EXERCISE DETAILS — Nothing in the records should be altered; retype them all exactly.

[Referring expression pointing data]
####################
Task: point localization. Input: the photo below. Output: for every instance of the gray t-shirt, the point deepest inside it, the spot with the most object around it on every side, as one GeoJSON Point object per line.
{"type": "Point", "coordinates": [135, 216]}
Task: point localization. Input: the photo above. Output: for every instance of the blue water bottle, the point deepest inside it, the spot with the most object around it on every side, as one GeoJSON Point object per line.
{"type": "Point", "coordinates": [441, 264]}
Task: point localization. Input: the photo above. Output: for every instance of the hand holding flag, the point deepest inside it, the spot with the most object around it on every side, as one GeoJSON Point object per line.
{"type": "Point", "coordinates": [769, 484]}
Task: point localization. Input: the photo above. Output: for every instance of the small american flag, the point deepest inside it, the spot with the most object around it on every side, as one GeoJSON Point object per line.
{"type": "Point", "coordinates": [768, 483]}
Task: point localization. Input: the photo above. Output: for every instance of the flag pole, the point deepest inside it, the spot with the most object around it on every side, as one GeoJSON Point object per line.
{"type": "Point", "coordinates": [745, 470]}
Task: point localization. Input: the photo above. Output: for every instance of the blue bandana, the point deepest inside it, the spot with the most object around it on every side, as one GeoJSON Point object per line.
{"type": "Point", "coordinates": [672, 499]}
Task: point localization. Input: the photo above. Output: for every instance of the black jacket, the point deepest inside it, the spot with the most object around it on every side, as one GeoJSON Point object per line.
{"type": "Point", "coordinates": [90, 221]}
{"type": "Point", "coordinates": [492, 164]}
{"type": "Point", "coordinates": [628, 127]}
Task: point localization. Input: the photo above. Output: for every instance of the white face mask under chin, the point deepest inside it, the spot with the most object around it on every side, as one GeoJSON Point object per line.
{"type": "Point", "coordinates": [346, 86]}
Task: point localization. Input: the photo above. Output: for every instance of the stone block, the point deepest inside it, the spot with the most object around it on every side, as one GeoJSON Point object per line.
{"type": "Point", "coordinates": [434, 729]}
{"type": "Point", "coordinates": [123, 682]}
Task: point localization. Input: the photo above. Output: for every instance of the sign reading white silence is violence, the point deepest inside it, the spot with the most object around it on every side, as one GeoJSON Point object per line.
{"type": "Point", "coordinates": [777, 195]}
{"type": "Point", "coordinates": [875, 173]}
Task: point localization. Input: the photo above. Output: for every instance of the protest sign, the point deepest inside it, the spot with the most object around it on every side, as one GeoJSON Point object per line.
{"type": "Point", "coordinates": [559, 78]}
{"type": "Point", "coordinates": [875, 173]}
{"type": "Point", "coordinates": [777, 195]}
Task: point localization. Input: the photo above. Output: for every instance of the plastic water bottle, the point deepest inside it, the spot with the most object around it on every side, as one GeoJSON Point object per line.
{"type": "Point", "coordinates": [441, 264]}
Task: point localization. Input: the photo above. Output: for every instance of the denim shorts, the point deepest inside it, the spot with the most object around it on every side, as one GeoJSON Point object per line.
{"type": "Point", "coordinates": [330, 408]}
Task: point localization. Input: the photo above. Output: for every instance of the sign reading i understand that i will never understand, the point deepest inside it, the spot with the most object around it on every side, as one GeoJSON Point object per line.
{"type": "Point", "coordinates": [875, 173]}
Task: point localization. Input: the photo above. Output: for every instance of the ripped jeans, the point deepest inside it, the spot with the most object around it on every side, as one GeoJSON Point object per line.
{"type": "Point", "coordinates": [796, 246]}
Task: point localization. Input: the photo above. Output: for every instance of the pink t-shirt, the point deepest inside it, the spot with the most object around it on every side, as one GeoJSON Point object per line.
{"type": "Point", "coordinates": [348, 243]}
####################
FINAL ANSWER —
Task: point localization. Input: the photo below. Output: for every instance of the gray t-shirt, the point deepest inside it, the spot with the most object around it on every side, as one GeoJSON Point object per line.
{"type": "Point", "coordinates": [135, 216]}
Task: point localization. Input: the photo above. Output: for every instance of the blue water bottle, the point deepest inside it, the spot with the most object around it on every side, as one GeoJSON Point object per line.
{"type": "Point", "coordinates": [441, 264]}
Task: point localization. Input: the photo above. Output: for every instance of the hand holding flag, the point deepest inside it, the spot with the most object around it on every side, as one GeoJSON Point object per line.
{"type": "Point", "coordinates": [769, 484]}
Task: point localization. Input: the photo above. Output: for every instance of the small american flag, the point deepest inside it, the spot with the most object around it on every side, as one GeoJSON Point object per line.
{"type": "Point", "coordinates": [768, 483]}
Task: point localization. Input: the photo above. Output: for every instance of the flag pole, the point deepest inside it, the spot with the most object around it on every side, as one GeoJSON Point object per line.
{"type": "Point", "coordinates": [745, 470]}
Task: point localization. Input: the photo above. Output: for every instance of the blue bandana, the point deepest inside it, the spot with the most object around it on every side, as one GeoJSON Point object per line.
{"type": "Point", "coordinates": [672, 499]}
Task: point localization. Input: the photo above. Output: for every instance of the black jacket, the point deepest inside it, the spot with the most object around it on every side, as one GeoJSON Point object per line.
{"type": "Point", "coordinates": [90, 221]}
{"type": "Point", "coordinates": [492, 164]}
{"type": "Point", "coordinates": [628, 127]}
Task: point localization. Input: the photo above. Output: for every instance of the white face mask under chin, the point deepest inside it, the spot with the most object around it on every side, as one GeoJSON Point object per line.
{"type": "Point", "coordinates": [346, 86]}
Task: point localization. Input: the photo above. Output: for every instance of the stone block, the point deepest inside it, the spot with the most object around it on every side, as one GeoJSON Point object per line.
{"type": "Point", "coordinates": [434, 729]}
{"type": "Point", "coordinates": [123, 682]}
Task: point localization. Input: the photo above. Output: for every instance of the sign reading white silence is violence, the point deepest inside it, the spot with the most object around it on every side, as one GeoJSON Point object per line.
{"type": "Point", "coordinates": [777, 195]}
{"type": "Point", "coordinates": [875, 173]}
Task: point localization. Input: the photo above. Output: for every instance of the protest sign, the point deepest inside it, the spot with the most object around it on every side, as one GeoJSON Point object per line.
{"type": "Point", "coordinates": [559, 78]}
{"type": "Point", "coordinates": [875, 173]}
{"type": "Point", "coordinates": [777, 195]}
Task: point localization. Input: the photo above. Output: for every instance of the plastic water bottle, the point deepest inside it, the spot with the most object around it on every side, as one GeoJSON Point object per line.
{"type": "Point", "coordinates": [441, 264]}
Task: point localization. Input: the photo above. Output: for every instance of the denim shorts, the point deepest inside it, the spot with the most object around it on every side, as one GeoJSON Point object per line.
{"type": "Point", "coordinates": [330, 408]}
Task: point localization. Input: the photo above. Output: for every instance of the sign reading i understand that i will never understand, the point deepest inside it, the spot with the most object around it on every side, as one GeoJSON Point object per line.
{"type": "Point", "coordinates": [875, 173]}
Task: point localization. Input: the photo above. Output: for every instance of the ripped jeans, the point deepest inside it, the spot with the most object around it on every side, as one GeoJSON Point object per line.
{"type": "Point", "coordinates": [796, 246]}
Task: point localization. Input: the photo above. Output: for every instance of the pink t-shirt, the point deepest inside it, the spot with the most object around it on every side, as one GeoJSON Point object per line.
{"type": "Point", "coordinates": [348, 243]}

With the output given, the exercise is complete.